So, now we've compiled both our source files, and have two object files,
which for sake of argument we'll say are "stuff.o" and "main.o". The
next step is to combine these together into a program that someone could
actually run. That is where the linker comes in. When we use the
linker, we give it ALL the object files at the same time, rather than
one at a time. So, here is a (highly simplified) dramatization of what
happens in the linker:
1. I know that programs need to start at a function called "main", so I
need to find that.
2. Here it is, in "main.o". So, I'll copy this compiled code into the
executable I'm creating.
3. But wait! This function called "main" needs to call some function
called "f", so I need to find that.
4. Here it is, in "stuff.o". So, I'll copy this compiled code for "f"
into the executable, and replace the marker in "main" with the actual
location of "f".
5. "main" needs another function called "g", so I need to find that.
6. Here it is, in "stuff.o". So, I'll copy this compiled code for "g"
into the executable, and replace the marker in "main" with the actual
location of "g".
7. It doesn't look like anything else is needed, so I'll write out this
executable in the proper format for this operating system.
At this point, we have a real, working executable (which, admittedly,
doesn't do very much). There are a couple of other things that are
worth mentioning, that may often confuse people.
First, many object files are often stuffed together into one large file
that we call a library. It is quite likely that whatever compiler you
are using has the code for its C++ library functions stored like this.
********************
- _TO BE DONE_:
1. In the linker passage, which object file does the linker find the function "f" in?
2. Write out the stretch of the linker passage from "First, many object" through "stored like this.", keeping every word unchanged.
The lines after this come from a separate source, unrelated to the linker passage.
********************
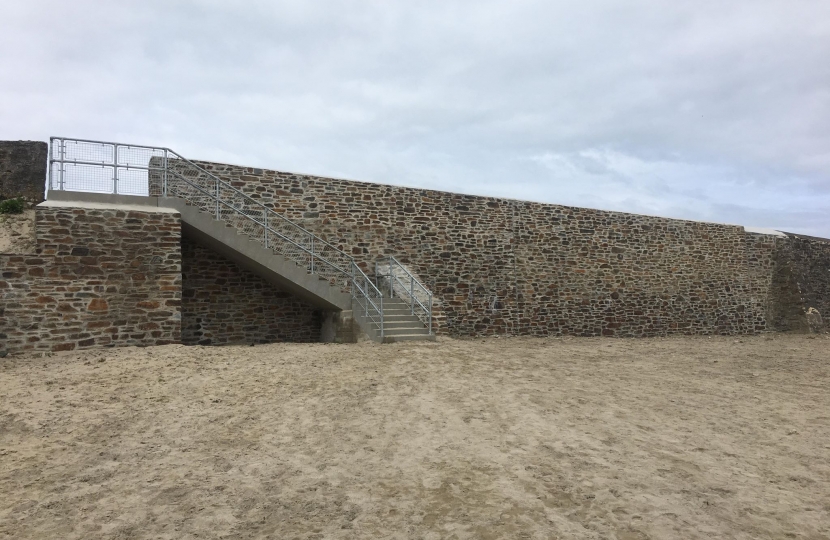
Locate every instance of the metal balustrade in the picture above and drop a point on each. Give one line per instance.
(106, 167)
(403, 284)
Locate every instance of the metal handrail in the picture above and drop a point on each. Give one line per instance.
(222, 196)
(409, 289)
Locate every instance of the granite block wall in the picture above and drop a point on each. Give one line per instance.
(800, 282)
(500, 266)
(223, 303)
(23, 169)
(100, 277)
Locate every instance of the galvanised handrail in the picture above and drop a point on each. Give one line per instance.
(407, 288)
(99, 166)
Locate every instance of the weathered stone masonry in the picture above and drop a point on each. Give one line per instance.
(101, 277)
(501, 266)
(23, 170)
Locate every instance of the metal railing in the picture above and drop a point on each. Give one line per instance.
(105, 167)
(403, 284)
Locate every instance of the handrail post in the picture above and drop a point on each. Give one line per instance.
(115, 169)
(412, 292)
(63, 157)
(430, 314)
(217, 198)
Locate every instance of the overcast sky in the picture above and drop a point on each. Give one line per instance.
(706, 110)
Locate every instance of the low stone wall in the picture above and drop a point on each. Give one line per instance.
(100, 277)
(23, 169)
(223, 303)
(500, 266)
(800, 285)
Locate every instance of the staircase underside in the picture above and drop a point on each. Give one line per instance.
(239, 248)
(400, 324)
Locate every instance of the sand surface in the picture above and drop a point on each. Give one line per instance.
(503, 438)
(17, 233)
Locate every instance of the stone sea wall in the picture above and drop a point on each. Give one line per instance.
(100, 277)
(223, 303)
(500, 266)
(23, 169)
(800, 285)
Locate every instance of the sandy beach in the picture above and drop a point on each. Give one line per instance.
(725, 437)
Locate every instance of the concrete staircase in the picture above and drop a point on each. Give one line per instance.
(244, 230)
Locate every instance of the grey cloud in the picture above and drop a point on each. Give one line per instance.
(704, 110)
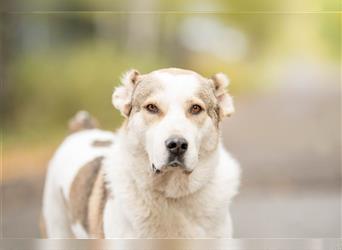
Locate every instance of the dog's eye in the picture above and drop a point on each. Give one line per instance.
(152, 108)
(195, 109)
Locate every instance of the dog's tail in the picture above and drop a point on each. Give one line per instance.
(81, 121)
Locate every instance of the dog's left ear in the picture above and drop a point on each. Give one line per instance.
(220, 82)
(122, 95)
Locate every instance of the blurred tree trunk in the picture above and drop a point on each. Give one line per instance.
(142, 28)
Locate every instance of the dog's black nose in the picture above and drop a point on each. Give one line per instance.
(176, 145)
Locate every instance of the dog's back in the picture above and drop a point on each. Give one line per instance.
(75, 193)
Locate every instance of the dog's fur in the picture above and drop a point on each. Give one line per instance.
(104, 185)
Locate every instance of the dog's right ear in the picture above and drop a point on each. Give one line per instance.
(122, 95)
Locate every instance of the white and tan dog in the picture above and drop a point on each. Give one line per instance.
(163, 174)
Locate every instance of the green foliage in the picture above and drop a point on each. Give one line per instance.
(49, 87)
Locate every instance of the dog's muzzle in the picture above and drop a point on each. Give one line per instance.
(176, 146)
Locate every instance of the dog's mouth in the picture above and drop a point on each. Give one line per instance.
(173, 164)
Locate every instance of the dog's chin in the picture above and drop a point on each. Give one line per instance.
(174, 165)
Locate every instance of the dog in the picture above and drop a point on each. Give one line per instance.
(163, 174)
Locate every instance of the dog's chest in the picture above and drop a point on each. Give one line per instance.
(161, 218)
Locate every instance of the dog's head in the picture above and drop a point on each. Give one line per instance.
(173, 115)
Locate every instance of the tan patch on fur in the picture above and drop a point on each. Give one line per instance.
(104, 143)
(81, 190)
(96, 206)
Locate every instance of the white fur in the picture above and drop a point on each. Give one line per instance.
(194, 206)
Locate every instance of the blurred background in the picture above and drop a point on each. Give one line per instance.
(283, 59)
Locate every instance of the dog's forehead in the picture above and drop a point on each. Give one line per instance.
(172, 85)
(183, 83)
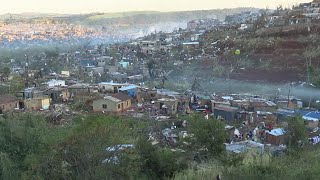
********************
- _PER-TASK OUTPUTS_:
1. It finds "f" in "stuff.o".

2.
First, many object files are often stuffed together into one large file
that we call a library. It is quite likely that whatever compiler you
are using has the code for its C++ library functions stored like this.